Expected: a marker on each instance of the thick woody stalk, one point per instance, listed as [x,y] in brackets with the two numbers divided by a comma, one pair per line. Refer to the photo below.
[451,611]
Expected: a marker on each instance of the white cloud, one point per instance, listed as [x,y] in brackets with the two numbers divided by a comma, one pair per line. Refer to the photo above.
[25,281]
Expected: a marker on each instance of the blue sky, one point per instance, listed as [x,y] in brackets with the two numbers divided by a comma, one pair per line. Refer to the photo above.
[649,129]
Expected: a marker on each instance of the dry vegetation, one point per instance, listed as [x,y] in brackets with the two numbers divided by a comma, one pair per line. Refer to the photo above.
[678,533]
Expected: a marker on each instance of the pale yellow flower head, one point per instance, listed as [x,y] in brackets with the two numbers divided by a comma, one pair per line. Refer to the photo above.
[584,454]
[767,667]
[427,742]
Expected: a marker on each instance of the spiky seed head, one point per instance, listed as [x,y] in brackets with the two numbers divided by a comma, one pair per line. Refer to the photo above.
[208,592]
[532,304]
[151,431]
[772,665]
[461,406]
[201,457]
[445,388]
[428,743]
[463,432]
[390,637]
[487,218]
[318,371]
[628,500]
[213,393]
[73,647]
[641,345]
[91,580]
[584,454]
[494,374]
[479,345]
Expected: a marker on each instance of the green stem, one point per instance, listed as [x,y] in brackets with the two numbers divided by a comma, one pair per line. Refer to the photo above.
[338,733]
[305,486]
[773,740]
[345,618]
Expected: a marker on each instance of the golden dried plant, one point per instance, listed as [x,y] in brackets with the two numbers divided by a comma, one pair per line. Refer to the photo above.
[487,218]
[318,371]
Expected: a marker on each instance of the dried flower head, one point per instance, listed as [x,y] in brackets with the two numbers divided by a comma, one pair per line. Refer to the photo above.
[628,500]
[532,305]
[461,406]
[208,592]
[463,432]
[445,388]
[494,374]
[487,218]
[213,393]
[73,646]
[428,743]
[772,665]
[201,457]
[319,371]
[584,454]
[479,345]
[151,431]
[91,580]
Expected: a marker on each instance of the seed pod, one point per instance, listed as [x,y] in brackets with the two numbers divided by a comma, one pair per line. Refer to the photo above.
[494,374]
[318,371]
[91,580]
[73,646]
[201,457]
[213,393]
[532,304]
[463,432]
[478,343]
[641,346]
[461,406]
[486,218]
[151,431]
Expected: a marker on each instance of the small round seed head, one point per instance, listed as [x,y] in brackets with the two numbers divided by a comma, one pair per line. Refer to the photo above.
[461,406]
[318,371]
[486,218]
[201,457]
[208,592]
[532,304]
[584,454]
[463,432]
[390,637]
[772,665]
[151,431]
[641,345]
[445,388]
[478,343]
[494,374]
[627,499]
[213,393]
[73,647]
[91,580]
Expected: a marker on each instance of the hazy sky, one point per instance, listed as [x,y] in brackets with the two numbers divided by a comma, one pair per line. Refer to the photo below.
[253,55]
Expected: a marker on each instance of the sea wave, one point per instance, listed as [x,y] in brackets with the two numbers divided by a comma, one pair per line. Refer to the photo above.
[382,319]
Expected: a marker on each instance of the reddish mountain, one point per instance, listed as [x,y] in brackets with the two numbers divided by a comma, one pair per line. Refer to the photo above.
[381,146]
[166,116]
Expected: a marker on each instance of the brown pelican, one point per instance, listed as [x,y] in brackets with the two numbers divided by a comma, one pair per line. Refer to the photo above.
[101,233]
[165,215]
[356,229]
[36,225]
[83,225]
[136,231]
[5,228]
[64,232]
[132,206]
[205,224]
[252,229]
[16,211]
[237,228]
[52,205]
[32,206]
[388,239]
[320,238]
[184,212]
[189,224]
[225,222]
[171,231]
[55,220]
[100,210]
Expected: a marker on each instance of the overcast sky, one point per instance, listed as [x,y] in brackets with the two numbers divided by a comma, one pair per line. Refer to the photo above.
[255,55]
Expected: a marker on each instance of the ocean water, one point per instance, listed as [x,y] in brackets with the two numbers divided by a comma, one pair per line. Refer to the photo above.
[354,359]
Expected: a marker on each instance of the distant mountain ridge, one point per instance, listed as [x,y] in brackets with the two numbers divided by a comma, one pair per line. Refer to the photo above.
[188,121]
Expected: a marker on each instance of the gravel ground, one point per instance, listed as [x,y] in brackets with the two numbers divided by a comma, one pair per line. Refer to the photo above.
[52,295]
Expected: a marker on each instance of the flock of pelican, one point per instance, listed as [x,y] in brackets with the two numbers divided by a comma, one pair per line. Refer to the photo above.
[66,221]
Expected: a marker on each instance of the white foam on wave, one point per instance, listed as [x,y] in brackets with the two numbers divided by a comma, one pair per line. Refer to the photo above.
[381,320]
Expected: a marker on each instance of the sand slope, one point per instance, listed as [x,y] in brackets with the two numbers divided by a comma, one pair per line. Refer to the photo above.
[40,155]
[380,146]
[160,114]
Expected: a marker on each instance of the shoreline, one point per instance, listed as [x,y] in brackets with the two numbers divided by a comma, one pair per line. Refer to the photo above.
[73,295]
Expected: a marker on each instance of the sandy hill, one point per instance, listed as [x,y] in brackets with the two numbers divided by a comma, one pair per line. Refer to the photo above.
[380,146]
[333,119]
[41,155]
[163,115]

> Task to carry out: You are asked to transcribe the complete data exactly.

> Output of the task:
Expected: a marker on each instance of the thick woody stalk, one point per instance, listed as [x,y] in brackets with the two numbers divided by a comma, one pair per line. Refer to the photo below.
[451,611]
Expected: a marker on each instance of the white cloud, one point per instance, listed as [x,y] in brackets with the two numbers divided by a comma, one pair per line. Refer to the photo above.
[25,281]
Expected: a marker on each instance of the blue sky, one point per instance, listed as [x,y] in brackets with the two numbers divided by a comma, one pair per line. Refer to the photo above.
[649,129]
Expected: a marker on each instance of the dry vegetation, one point per instance, listed as [x,y] in brackets with the two numbers divided by a comma, one pair per line. Refer to the photo above.
[678,533]
Expected: a marker on each instance of the pale yellow flower head, one point per instance, listed as [x,y] in brackets with the two numbers divided by a comma, one pair per line. Refer to the photo above.
[584,454]
[767,667]
[427,742]
Expected: a marker on each instance of the spiky seed head, one point per instance, listed as [x,y] in brackets with the two numbers divided by a comma, one pair per line. Refer to the photo above.
[208,592]
[532,304]
[151,431]
[772,665]
[461,406]
[201,457]
[445,388]
[428,743]
[463,432]
[390,637]
[487,218]
[318,371]
[628,500]
[213,393]
[73,647]
[641,345]
[91,580]
[584,454]
[494,374]
[479,345]
Expected: a marker on each instance of the green stem, one point per instance, listed as [x,y] in brackets with the two numbers divided by a comma, one pair per line. Refer to the photo above.
[338,733]
[305,486]
[773,740]
[345,618]
Expected: a marker on each instance of the golden dried plant, one point per instance, listed as [x,y] in brackets with the two numbers divided by a comma, one pair per line. Refer to the photo above.
[487,218]
[318,371]
Expected: a marker on each instance of the dried flower head, one point per instance, listed as [x,y] in brackets with the two numbers divided by a comma, one pair per line. Refer to the photo above.
[628,500]
[532,305]
[461,406]
[208,592]
[463,432]
[445,388]
[494,374]
[487,218]
[213,393]
[73,646]
[428,743]
[772,665]
[201,457]
[319,371]
[584,454]
[479,345]
[151,431]
[91,580]
Expected: a marker on each instance of the seed pod, one point per instance, listed as [x,y] in brackets with the two numbers divided by a comma, one pair per line. Refer to the photo above.
[494,374]
[318,371]
[91,580]
[73,646]
[201,457]
[213,393]
[532,304]
[463,432]
[478,343]
[641,346]
[461,406]
[486,218]
[151,431]
Expected: a marker on each instance of the small round seed head, one point per instance, listed as [x,y] in brackets with the two numbers divided by a comma, one pair per line. Refer to the photo above.
[461,406]
[318,371]
[486,218]
[201,457]
[208,592]
[532,304]
[584,454]
[463,432]
[390,637]
[772,665]
[151,431]
[641,345]
[445,388]
[478,343]
[494,374]
[627,499]
[213,393]
[73,647]
[91,580]
Expected: a marker on each instance of the hazy sky, one point per instance, listed as [x,y] in brackets with the two numbers divided by a comma, one pair per line. Refer to the photo below.
[253,55]
Expected: a marker on each instance of the sea wave, one point per instance, listed as [x,y] in brackets with the two numbers divided by a comma, one pair per line. Refer to the photo above.
[382,319]
Expected: a marker on each instance of the reddish mountain, one point per instance, listed as [x,y] in brackets with the two numbers divided by a comma, one pair per line. Refer to the photo above.
[381,146]
[166,116]
Expected: a marker on each instance of the brown pelican, one point per instance, listed as [x,y] in brackets with the two numbers divided by a comma, one pair per line. Refer to the photo above.
[101,233]
[165,215]
[356,229]
[36,225]
[83,225]
[136,231]
[5,228]
[64,232]
[132,206]
[205,224]
[252,229]
[16,211]
[237,228]
[52,205]
[32,206]
[388,239]
[320,238]
[184,212]
[189,224]
[225,222]
[171,231]
[55,220]
[100,210]
Expected: a marker on each instance of the overcast sky, one point per instance, listed as [x,y] in brackets with the two numbers divided by a comma, one pair per line. Refer to the photo above.
[255,55]
Expected: a marker on each instance of the ocean water, one point per instance, listed as [x,y] in brackets with the two numbers divided by a comma, one pair per line. Refer to the photo above.
[354,359]
Expected: a marker on each instance of the distant mountain ridge, one point per instance, listed as [x,y] in brackets with the two numbers divided by a comma, one pair per line. Refer to the photo above.
[188,121]
Expected: a marker on each instance of the gravel ground, one point per instance, listed as [x,y] in brackets with the two numbers divided by a comma, one pair per line. Refer to the photo above.
[52,295]
Expected: a marker on each instance of the flock of pelican, one point per instance, listed as [x,y] in brackets with the two numbers divided by a comma, one pair per line. Refer to the photo above.
[66,221]
Expected: a marker on each instance of the white foam on wave, one point per instance, listed as [x,y] in brackets with the two numbers divided by a comma, one pair per line. Refer to the photo above.
[381,320]
Expected: a marker on each instance of the sand slope, one point per instance, listed as [x,y] in brackets with the two numbers divided by a comma, one pair per line. Refer to the photo above.
[40,155]
[380,146]
[160,114]
Expected: a marker on each instance of the shoreline, one point per instance, listed as [x,y] in brackets with the two numbers divided by a comma, one pair per line. Refer to the photo above.
[73,295]
Expected: a marker on each instance of the sandy hill, one point per instance, listed as [x,y] in brackets with the two numbers divided by a comma, one pair per line. Refer to the photo above.
[380,146]
[333,119]
[41,155]
[163,115]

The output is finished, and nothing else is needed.